SHORT EXERCISE - Write the data out again, exactly as given.

───

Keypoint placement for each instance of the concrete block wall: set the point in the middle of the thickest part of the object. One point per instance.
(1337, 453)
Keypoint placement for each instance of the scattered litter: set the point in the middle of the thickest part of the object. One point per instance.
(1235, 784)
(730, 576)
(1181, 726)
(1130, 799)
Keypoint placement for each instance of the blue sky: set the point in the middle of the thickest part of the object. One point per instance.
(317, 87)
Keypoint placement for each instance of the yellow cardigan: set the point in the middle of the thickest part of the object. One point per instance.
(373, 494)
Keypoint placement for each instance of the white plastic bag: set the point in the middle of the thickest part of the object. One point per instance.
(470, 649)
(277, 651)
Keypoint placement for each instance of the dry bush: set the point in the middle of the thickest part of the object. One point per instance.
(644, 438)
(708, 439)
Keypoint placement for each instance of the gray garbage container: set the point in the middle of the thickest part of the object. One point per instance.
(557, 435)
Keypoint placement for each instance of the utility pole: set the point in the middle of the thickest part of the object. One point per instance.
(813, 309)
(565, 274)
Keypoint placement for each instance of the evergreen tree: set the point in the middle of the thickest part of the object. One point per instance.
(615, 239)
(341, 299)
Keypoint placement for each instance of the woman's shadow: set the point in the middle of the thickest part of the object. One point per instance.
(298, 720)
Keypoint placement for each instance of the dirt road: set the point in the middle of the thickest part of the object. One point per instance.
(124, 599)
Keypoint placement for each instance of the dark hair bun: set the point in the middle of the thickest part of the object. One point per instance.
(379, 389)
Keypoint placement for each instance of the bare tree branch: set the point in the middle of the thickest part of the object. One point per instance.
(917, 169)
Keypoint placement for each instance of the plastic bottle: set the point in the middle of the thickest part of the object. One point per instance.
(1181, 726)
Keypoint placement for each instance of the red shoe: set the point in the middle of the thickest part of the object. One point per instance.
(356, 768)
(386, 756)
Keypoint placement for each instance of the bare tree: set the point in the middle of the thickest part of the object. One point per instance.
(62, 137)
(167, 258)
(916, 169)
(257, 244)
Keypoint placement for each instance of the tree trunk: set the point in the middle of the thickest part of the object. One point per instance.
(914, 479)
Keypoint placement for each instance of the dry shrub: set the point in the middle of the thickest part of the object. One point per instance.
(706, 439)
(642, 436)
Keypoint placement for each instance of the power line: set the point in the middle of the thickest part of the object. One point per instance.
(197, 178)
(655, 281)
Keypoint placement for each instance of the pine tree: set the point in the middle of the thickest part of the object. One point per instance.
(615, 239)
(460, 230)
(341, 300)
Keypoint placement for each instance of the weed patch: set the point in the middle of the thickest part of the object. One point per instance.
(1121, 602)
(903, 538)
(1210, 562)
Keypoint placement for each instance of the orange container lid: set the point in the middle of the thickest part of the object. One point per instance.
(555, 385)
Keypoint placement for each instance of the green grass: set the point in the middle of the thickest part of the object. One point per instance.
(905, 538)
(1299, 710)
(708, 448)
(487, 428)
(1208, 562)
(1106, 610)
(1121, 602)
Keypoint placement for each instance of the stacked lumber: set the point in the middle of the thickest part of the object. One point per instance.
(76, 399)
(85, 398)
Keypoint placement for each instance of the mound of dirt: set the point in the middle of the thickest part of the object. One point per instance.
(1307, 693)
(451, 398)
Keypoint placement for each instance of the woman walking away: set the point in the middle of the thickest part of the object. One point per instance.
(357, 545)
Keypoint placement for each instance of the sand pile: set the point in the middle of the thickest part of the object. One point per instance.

───

TASK RESULT -
Keypoint placement for each instance of the concrete block wall: set the point in the middle of the thickest part of the object. One point per instance.
(1337, 453)
Keypoint placement for each instance of the scattered litter: set the point in the middle of the thickest part of the object. One point per instance.
(1235, 784)
(730, 576)
(1181, 726)
(1130, 799)
Keypoint placement for each instance of the blue sky: set the point in the middle of the thickest part of the object. One point per instance.
(317, 87)
Keypoint placement for each instance of the yellow cardigan: set the point in the middle of the thickest part of the object. One point per instance.
(373, 494)
Keypoint placement for each instance of the white plastic bag: set the point in the middle of the thickest part of the object. One point per instance.
(470, 649)
(277, 651)
Keypoint placement for each instance of the dry bush: set the point in the middle of the thickest part of the object. One point per instance.
(644, 438)
(708, 439)
Keypoint placement for each instance of the gray garbage container: set the point in the middle of the thickest part of the object. One point per instance.
(557, 435)
Keypoint placement for each instance of the utility pole: set the point in the middle of the thickest part of the object. One point per instance.
(813, 309)
(565, 274)
Keypoint placement for each instance of the evergreen tree: set the point in the middle of the thickest part of the object. One point per instance.
(615, 239)
(341, 299)
Keypoint placement for each instance of the woman's shadow: set the point in the middle of the thickest part of the object. One point per instance.
(298, 720)
Keypoint placement for each instance of the dirt road: set the point in the middle of the thickest part of the object. One point per instance.
(124, 599)
Keypoint placement for each instance of the dark hair bun: set the point in the middle of the thickest part of the object. One point per instance.
(379, 389)
Keypoint placement for each instance of the bare tree branch: set the point in the middle of the thickest part of the object. One point per instance.
(917, 169)
Keypoint placement for each instance of the plastic bottle: set the point in the middle of the thickest part of the object. One point per instance.
(1181, 726)
Keypoint placement for each instance of the red shoe: set the point in the middle of the thickest part of the object. One point per instance.
(356, 768)
(386, 756)
Keypoint placement for each instance of the bare tree: set the point in the middle of the thickest part of the object. One point per instance.
(62, 137)
(167, 258)
(916, 169)
(257, 244)
Keypoint placement for each instance of the tree trunk: set the point in the middle of the thickest part of the object. One point per instance.
(914, 479)
Keypoint placement for each instance of the dry shrub: set the point in the middle of the thickest part of the object. One point per instance.
(706, 439)
(642, 436)
Keypoint placement for each instance of the power line: set the point in the middle of the thickest part of the object. One point per instance.
(197, 178)
(655, 281)
Keypoint placement for each instance of the pine tree: set the point in the middle of the thickest part of the object. One point per instance.
(615, 239)
(460, 230)
(341, 300)
Keypoint placement for each instance of the weed patch: set the point in the middle of the thickest part of the object. One point per instance.
(1121, 602)
(903, 538)
(1210, 562)
Keypoint placement for each instance of the orange container lid: set the point in the middle of the thickest part of the object. One point per instance.
(555, 385)
Keypoint placement for each instance of the green grass: set the point in the middle of the thickest part of the object. One point per instance.
(905, 538)
(1299, 710)
(708, 448)
(487, 428)
(1208, 562)
(1106, 610)
(1121, 602)
Keypoint placement for each instance of the stacked lumber: set the point in the middle of the thickest part of the object. One point per instance.
(76, 399)
(85, 398)
Keypoint placement for each instance of the mound of dirt: set the point in the middle of the thickest part of the object. One point per instance.
(1307, 693)
(451, 398)
Keypoint placement for each instance of the woman walking away: set the point in the middle of the thickest part of the object. One point per instance.
(357, 545)
Keypoint placement for each instance of the sand pile: set the point in the middle of the thickest part of the object. One point per instance.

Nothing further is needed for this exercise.